### Given text
◇ ◇ ◇ ◇ ◇ ◇ ◇

Mark Pirro (born July 1, 1970) is an American musician (bass guitar), audio engineer, and record producer based in Dallas, Texas. He is a founding member of Tripping Daisy, an alternative rock band that was active from 1991 to 1999. He is an original and current performing member of The Polyphonic Spree, and also performed with the groups Menkena and Foreign Fires. Pirro is the inventor of the Copperphone, a specialty microphone that he designed and distributes through his company Placid Audio.

Career

Pirro is a founding member of Tripping Daisy along with vocalist Tim DeLaughter and guitarist and pianist Wes Berggren. The group released its first album Bill in 1992 on the independent label Dragon Street Records. It later signed with Island Records where it released the album I am An Elastic Firecracker in 1995 and Jesus Hits Like The Atom Bomb in 1998. The group's song I Got A Girl made it to number 6 on Billboard's alternative rock chart. Pirro performed with Tripping Daisy on Late Night with Conan O'Brien in 1993 as well as supported Def Leppard during the North American portion of the Slang World Tour. Pirro played with the group until 1999 after the death of Berggren. Pirro and the remaining members completed the group's fourth album after Berggren's death and released it under its own record label, Good Records.

◇ ◇ ◇ ◇ ◇ ◇ ◇

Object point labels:
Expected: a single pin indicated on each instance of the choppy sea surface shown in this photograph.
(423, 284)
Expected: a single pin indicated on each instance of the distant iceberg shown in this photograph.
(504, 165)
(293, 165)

◇ ◇ ◇ ◇ ◇ ◇ ◇

### What to do
Copy the text about Mark Pirro word for word, all of it. Work only from the text about Mark Pirro.

### Written answer
Mark Pirro (born July 1, 1970) is an American musician (bass guitar), audio engineer, and record producer based in Dallas, Texas. He is a founding member of Tripping Daisy, an alternative rock band that was active from 1991 to 1999. He is an original and current performing member of The Polyphonic Spree, and also performed with the groups Menkena and Foreign Fires. Pirro is the inventor of the Copperphone, a specialty microphone that he designed and distributes through his company Placid Audio.

Career

Pirro is a founding member of Tripping Daisy along with vocalist Tim DeLaughter and guitarist and pianist Wes Berggren. The group released its first album Bill in 1992 on the independent label Dragon Street Records. It later signed with Island Records where it released the album I am An Elastic Firecracker in 1995 and Jesus Hits Like The Atom Bomb in 1998. The group's song I Got A Girl made it to number 6 on Billboard's alternative rock chart. Pirro performed with Tripping Daisy on Late Night with Conan O'Brien in 1993 as well as supported Def Leppard during the North American portion of the Slang World Tour. Pirro played with the group until 1999 after the death of Berggren. Pirro and the remaining members completed the group's fourth album after Berggren's death and released it under its own record label, Good Records.